- TASK TO COMPLETE
Extract every line of the entries below and reproduce each one unchanged.

===== INFORMATION PROVIDED

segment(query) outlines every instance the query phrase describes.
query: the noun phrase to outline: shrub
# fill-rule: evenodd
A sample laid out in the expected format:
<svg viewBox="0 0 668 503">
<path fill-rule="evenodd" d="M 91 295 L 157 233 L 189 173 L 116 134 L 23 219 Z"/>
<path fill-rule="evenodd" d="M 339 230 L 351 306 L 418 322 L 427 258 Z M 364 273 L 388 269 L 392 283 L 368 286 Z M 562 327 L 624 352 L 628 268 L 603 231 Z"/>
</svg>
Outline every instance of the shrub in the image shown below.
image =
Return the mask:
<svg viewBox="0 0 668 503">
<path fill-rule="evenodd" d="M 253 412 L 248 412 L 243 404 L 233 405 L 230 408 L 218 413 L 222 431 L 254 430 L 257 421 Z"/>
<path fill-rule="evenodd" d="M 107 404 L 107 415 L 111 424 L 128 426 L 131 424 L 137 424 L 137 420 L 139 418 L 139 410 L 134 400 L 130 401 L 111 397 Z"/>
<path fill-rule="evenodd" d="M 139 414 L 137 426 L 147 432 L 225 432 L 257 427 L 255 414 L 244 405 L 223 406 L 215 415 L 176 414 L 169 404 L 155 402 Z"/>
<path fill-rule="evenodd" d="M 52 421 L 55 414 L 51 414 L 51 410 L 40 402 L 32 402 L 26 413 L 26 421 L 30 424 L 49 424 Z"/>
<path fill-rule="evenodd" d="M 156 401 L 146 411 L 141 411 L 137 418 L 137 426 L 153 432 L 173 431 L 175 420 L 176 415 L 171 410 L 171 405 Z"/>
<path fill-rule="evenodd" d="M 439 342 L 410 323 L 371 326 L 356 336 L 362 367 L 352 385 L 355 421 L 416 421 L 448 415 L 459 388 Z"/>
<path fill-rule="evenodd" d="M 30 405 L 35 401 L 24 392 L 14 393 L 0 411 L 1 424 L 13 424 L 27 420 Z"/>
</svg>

==========

- CORRECT RESPONSE
segment(query) outlines every instance the query phrase describes.
query: the noun phrase to outline: shrub
# fill-rule: evenodd
A sample laid out in the expected format:
<svg viewBox="0 0 668 503">
<path fill-rule="evenodd" d="M 91 295 L 157 233 L 189 173 L 116 134 L 23 219 Z"/>
<path fill-rule="evenodd" d="M 339 230 L 351 306 L 418 322 L 427 258 Z M 364 273 L 388 269 L 392 283 L 368 286 Z M 562 327 L 624 352 L 628 268 L 603 231 Z"/>
</svg>
Outline every instance of the shrub in the image shown below.
image =
Return the mask:
<svg viewBox="0 0 668 503">
<path fill-rule="evenodd" d="M 253 412 L 248 412 L 243 404 L 233 405 L 230 408 L 218 413 L 222 431 L 254 430 L 257 421 Z"/>
<path fill-rule="evenodd" d="M 107 404 L 107 415 L 111 424 L 128 426 L 131 424 L 137 424 L 137 420 L 139 418 L 139 410 L 134 400 L 130 401 L 111 397 Z"/>
<path fill-rule="evenodd" d="M 139 414 L 137 426 L 147 432 L 225 432 L 257 427 L 255 414 L 244 405 L 223 406 L 215 415 L 176 414 L 169 404 L 155 402 Z"/>
<path fill-rule="evenodd" d="M 52 421 L 55 414 L 51 414 L 51 410 L 40 402 L 32 402 L 26 413 L 26 421 L 30 424 L 49 424 Z"/>
<path fill-rule="evenodd" d="M 156 401 L 146 411 L 141 411 L 137 418 L 137 426 L 153 432 L 173 431 L 175 420 L 176 415 L 171 410 L 171 405 Z"/>
<path fill-rule="evenodd" d="M 439 342 L 410 323 L 371 326 L 356 336 L 362 367 L 352 385 L 355 421 L 416 421 L 448 415 L 459 388 Z"/>
<path fill-rule="evenodd" d="M 30 405 L 35 401 L 24 392 L 14 393 L 0 411 L 1 424 L 13 424 L 27 420 Z"/>
</svg>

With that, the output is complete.